Copy the data exactly; pictures stay out of the copy.

[Stored data]
***
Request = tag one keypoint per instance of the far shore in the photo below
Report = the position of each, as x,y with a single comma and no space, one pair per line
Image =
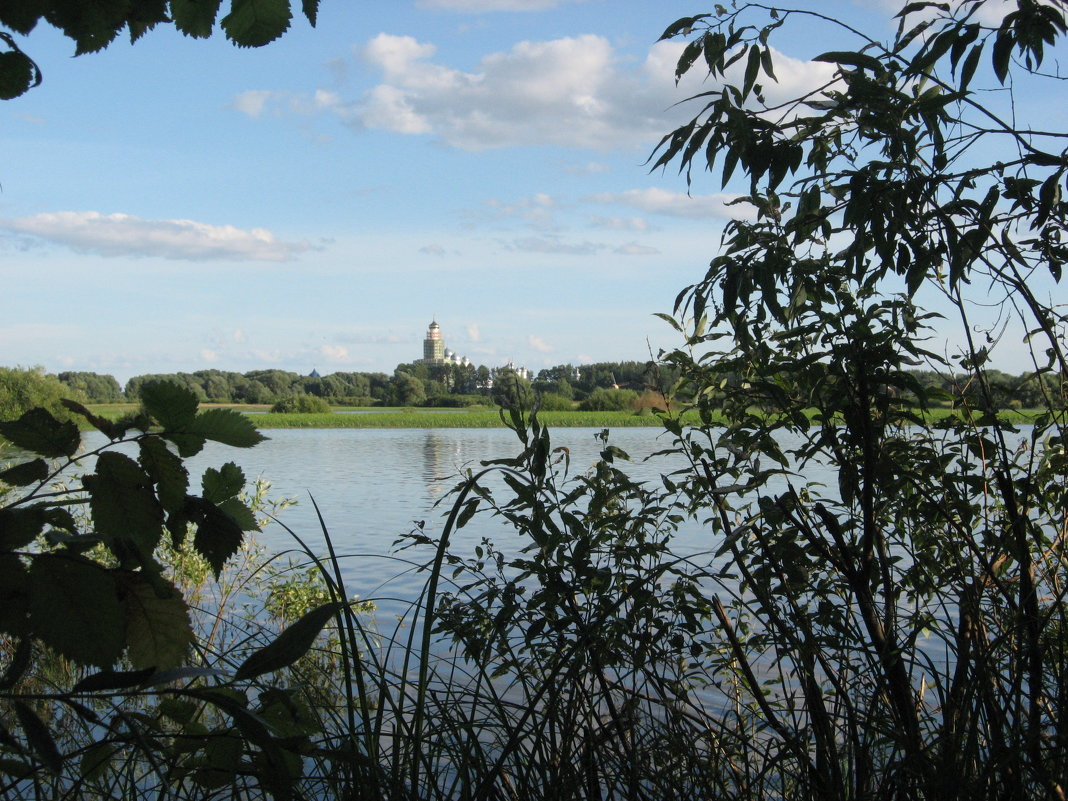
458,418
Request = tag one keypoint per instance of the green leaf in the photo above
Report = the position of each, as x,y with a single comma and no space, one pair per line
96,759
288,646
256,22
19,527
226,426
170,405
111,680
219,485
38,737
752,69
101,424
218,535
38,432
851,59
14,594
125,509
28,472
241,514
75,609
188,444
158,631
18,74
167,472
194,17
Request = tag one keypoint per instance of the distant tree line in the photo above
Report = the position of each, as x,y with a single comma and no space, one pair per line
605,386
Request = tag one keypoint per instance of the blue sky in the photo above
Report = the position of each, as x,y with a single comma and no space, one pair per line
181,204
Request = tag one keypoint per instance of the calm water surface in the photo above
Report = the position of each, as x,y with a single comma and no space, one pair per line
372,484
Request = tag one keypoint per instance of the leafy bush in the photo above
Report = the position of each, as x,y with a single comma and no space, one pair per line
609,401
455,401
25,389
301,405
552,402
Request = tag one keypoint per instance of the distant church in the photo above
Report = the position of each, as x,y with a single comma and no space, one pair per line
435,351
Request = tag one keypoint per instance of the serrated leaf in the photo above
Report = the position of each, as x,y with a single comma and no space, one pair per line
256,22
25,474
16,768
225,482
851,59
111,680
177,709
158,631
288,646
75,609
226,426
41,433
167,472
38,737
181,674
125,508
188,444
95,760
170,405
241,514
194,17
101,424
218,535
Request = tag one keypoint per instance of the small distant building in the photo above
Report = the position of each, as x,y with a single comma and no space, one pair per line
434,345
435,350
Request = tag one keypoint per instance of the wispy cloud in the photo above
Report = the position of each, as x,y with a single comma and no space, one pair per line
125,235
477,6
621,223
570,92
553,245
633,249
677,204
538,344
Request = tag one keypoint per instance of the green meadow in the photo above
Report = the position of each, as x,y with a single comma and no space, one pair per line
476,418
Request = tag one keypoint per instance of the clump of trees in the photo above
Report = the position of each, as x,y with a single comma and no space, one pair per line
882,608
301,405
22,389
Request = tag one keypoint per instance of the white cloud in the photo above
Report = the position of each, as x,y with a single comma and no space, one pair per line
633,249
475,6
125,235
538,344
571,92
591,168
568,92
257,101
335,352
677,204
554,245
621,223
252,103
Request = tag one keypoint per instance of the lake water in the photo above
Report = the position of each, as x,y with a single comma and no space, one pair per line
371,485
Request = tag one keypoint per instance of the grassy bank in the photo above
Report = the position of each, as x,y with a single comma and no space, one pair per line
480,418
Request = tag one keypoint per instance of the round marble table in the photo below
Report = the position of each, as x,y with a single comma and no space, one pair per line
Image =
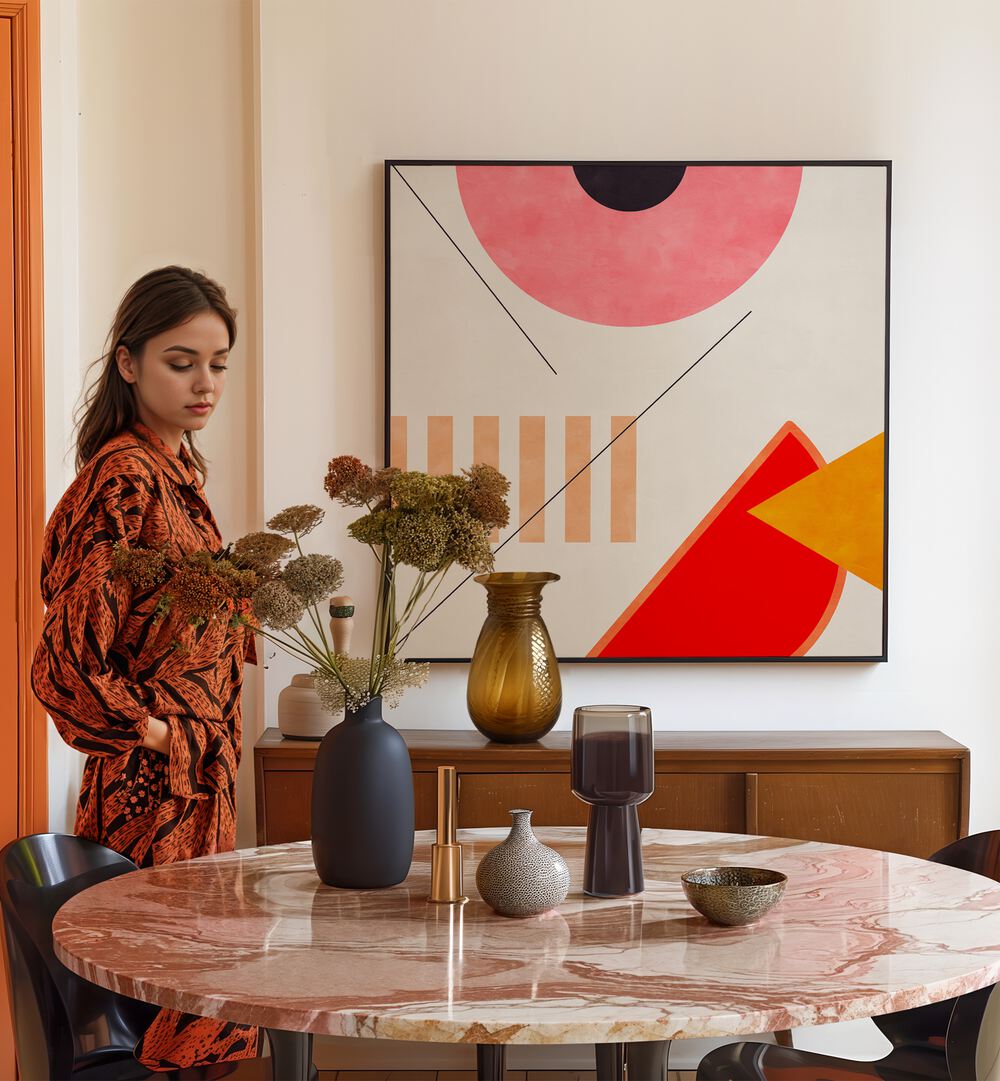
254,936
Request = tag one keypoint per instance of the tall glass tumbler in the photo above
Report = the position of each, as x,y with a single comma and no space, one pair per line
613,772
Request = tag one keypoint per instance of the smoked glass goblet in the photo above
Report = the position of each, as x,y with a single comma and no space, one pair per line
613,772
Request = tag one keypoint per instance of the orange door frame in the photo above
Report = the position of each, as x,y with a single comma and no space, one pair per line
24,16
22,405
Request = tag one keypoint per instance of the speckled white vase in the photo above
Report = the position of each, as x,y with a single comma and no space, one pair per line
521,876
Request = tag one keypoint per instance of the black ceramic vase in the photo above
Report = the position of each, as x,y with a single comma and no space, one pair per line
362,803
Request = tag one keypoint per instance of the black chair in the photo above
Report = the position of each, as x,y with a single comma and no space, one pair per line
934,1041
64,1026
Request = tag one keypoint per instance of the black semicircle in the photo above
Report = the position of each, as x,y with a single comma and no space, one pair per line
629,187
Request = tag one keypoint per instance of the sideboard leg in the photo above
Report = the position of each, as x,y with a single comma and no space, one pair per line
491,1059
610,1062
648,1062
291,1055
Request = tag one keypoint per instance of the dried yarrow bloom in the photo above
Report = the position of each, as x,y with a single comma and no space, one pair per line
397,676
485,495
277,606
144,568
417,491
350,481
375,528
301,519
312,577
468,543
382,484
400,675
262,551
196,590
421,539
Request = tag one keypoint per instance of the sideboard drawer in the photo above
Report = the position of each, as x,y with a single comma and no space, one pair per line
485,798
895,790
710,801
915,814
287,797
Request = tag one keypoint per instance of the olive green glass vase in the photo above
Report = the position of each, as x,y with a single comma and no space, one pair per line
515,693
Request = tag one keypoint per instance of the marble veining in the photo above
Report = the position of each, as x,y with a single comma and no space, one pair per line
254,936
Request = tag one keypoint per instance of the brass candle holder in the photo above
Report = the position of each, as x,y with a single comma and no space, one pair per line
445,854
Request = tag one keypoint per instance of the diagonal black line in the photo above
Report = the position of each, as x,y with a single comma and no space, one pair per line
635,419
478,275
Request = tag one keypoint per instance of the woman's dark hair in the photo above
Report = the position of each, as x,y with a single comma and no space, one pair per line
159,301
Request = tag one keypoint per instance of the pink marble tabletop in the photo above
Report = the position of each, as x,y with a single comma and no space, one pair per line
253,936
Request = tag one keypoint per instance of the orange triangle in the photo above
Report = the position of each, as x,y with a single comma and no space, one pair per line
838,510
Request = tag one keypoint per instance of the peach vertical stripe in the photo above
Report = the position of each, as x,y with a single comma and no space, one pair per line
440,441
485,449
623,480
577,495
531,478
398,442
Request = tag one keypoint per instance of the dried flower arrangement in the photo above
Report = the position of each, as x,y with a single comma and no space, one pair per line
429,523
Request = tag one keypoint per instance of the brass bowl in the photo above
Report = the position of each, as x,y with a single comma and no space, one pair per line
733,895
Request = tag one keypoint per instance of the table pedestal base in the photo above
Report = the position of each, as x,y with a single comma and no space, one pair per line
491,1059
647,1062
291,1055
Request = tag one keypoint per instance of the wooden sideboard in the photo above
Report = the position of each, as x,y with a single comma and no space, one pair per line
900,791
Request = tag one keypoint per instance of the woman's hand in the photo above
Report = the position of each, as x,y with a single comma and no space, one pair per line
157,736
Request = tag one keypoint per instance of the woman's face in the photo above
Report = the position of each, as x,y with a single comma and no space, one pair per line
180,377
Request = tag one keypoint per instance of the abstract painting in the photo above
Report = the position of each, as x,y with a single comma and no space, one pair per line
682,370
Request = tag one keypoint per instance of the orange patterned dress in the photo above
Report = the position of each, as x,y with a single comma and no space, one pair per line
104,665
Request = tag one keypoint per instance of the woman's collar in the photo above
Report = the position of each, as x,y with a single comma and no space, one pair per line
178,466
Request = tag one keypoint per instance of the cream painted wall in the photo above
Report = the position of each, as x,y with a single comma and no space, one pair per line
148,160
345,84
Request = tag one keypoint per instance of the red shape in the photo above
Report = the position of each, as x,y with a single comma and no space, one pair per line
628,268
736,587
***
* _Written solution_
Request = tag one keypoint per instance of the far shore in the photo below
Report = the position of each, as x,y with a single comma and no space, one pair per line
Image =
458,418
Request = tag one keypoint per instance of the green leaf in the photo above
Report = the position of each, as x,y with a single comma and no space, one pair per line
96,759
288,646
256,22
19,527
226,426
170,405
111,680
219,485
38,737
752,69
101,424
218,535
38,432
851,59
14,594
125,509
28,472
241,514
75,609
188,444
158,631
18,74
167,472
194,17
Request = tag one keypoint per instance of the distant tree line in the photo above
Report = the position of each, as x,y with a single comma and no space, one pair per line
605,386
Request = tag one keypoint per instance of the blue sky in the photo above
Report = the position of each, as x,y with a single comma and no space, one pair per line
181,204
Request = tag one keypoint per instance of the calm water surface in the photo above
Report = the position of each, as x,y with a single comma and no space, one pair per line
372,484
Request = tag one keypoint per instance of the leafy bush in the photo above
Report = the position of each, as x,y with a single comma and no space, one pair per line
609,401
455,401
25,389
301,405
552,402
Request = tag one keypoint per instance of the distant church in the photo above
Report = the position of each, as x,y with a single comma and no space, one pair per line
435,351
Request = tag one keypoint per instance of the serrated leaf in the photo above
Report = the position of each, as x,y with a single comma and no space, one pair per line
256,22
25,474
16,768
225,482
851,59
111,680
177,709
158,631
288,646
75,609
226,426
41,433
167,472
38,737
181,674
125,508
188,444
95,760
170,405
241,514
194,17
101,424
218,535
Request = tag one keypoint per instance of the small distant building in the photo above
Report = the position of each, as x,y with a single comma and no space, one pair per line
434,345
435,350
Request = tag one keypoint per instance of the wispy cloud in the photo above
Report = the position of each, as x,y with a single comma and no space, one pair per line
125,235
477,6
621,223
570,92
553,245
633,249
677,204
538,344
Request = tag one keypoint per instance of the green meadow in the photo above
Report = the position of each, as x,y with a single comma and no space, one pair per line
476,418
Request = tag one keypoint per instance of the clump of trees in the photo above
Report = the position of each, as x,y with a single comma and no space, one pair per line
882,608
301,405
22,389
Request = tag one keypoint per instance of the white cloud in the photo above
Report = the position of each, as x,y with a single comma and no space, one pair per line
633,249
475,6
125,235
538,344
571,92
591,168
568,92
257,101
335,352
677,204
554,245
621,223
252,103
Request = tag one keypoint per instance of the lake water in the photo above
Report = the position of each, as x,y with a single comma and no space, one pair per line
371,485
Request = tag one keypoint per instance of the grassy bank in the photo above
Report = the position of each, as x,y with a single comma and no space, one pair per line
480,418
Request = tag one keypoint per instance of the round marble table in the photo below
Report = the position of each, as x,y with a single comma and no space, one pair per line
Image =
254,936
Request = tag one keypoint per instance of the tall glass tumbler in the photo above
Report = the position of each, as x,y with a single comma and no space, one pair per line
613,772
Request = tag one keypoint per instance of the smoked glass goblet in the photo above
Report = the position of each, as x,y with a single comma and no space, one pair per line
613,772
Request = tag one keypoint per instance of the orange door frame in the photo above
Report = the position of each, as x,y with a single comma and no space, one pair per line
24,16
22,405
Request = tag one keypoint per instance of the speckled white vase in the photo above
Report = the position of each, as x,y with a single comma and no space, one pair per line
521,876
Request = tag one keypoint per instance of the black ceramic vase in the photo above
Report = the position of each, as x,y with a single comma and no space, one pair per line
362,803
Request = tag one keypoint per instance of the black chair in the photo above
Report = the position of each, as x,y with a single comma and no space, one pair per line
934,1041
64,1026
Request = tag one keypoint per instance of the black semicircle in the photo above
Report = the position of each, as x,y with a single comma and no space, one pair per line
629,187
Request = tag one keypoint per instance of the sideboard leg in the photo above
Report = the position of each, as x,y with a single comma and no space, one pair per line
491,1059
610,1062
648,1062
291,1055
Request = tag one keypoint per instance of the dried yarrow bloom in the photo above
Report = the position of each, as x,y with a single comma and no space, one pair per line
397,676
485,495
277,606
144,568
417,491
350,481
375,528
301,519
312,577
468,543
382,484
400,675
262,551
196,590
421,539
Request = tag one keypoint per instance of the sideboard drawer in the photo above
Report = the position of each, as x,y with a single comma and no space, one pair per line
485,798
895,790
710,801
915,814
287,797
Request = tag one keypoint per instance of the olive green glass vase in the photo above
Report = the position of each, as x,y with a single comma and no space, one pair per line
515,693
Request = tag one keypoint per instance of the marble veining in the photo above
Report = the position of each, as x,y with a single comma and no space, one pair per line
254,936
Request = tag one keypoint per instance of the brass candle holder in the photo above
Report = the position of each, as x,y with a single comma and no space, one pair per line
445,854
Request = tag one keypoint per instance of the diagonal black line in the photo above
Report = the position of each, as x,y with a single comma and no space, one pair per line
635,419
478,275
Request = tag one keypoint per instance of the woman's dark hair in the photo above
Report = the position of each, as x,y with a single comma and no space, one pair per line
159,301
Request = tag one keypoint per instance of the pink marble tabletop in the photo above
Report = the position of each, as x,y with a single comma and no space, one pair per line
253,936
Request = tag one keypoint per instance of the orange triangle in the photo above
Report = the position of each, as x,y with a single comma and no space, one pair per line
838,510
Request = tag one keypoint per instance of the peach vertical stripe in the photo above
Report = the position of each, as x,y with a single comma and no space, one pair per line
440,441
485,449
623,480
577,495
531,478
398,442
Request = tag one keypoint per instance of the dried flower arrangement in the photo above
Report = the position of each, as x,y with a single comma and no space, one pair per line
429,523
Request = tag one keypoint per instance of the brass bowl in the photo above
Report = the position of each, as x,y with a single comma and no space, one pair per line
733,895
Request = tag one keypoint per instance of the table pedestal base in the photo above
Report = the position of each, as x,y with a single comma and no space, one pair per line
491,1059
647,1062
291,1055
Request = tag one keypoint per instance of the wooden sideboard in the photo above
Report = the position of each, as x,y with a single comma and no space, one pair per line
900,791
Request = tag one keypoint per instance of the woman's hand in the photo above
Report = the position of each, as x,y with a single comma and no space, one pair per line
157,736
Request = tag one keypoint per instance of the woman's face in the photo above
Report = the position of each, as x,y with a single comma and no space, one pair per line
180,377
Request = tag one keypoint per instance of the abstract painting in the photo above
Report = the position of each, as x,y with a single comma and no space, one pair per line
682,370
Request = tag one keypoint per instance of the orange patterned dress in the photo above
Report = the position of each, as x,y with a single comma and no space, one pair per line
104,665
Request = tag one keypoint per instance of the woman's collar in the photo above
Report = the position of each, as x,y with a single comma and no space, one pair per line
178,466
Request = tag one keypoint per instance of the cream painted wall in the photo above
Report = the position of each, as x,y with a single comma and no space, one pair per line
148,160
345,84
Request = tag one keypoint per instance of the red shape in the photo above
Report = the position of each, as x,y with a single comma and no space, one pair per line
628,268
736,587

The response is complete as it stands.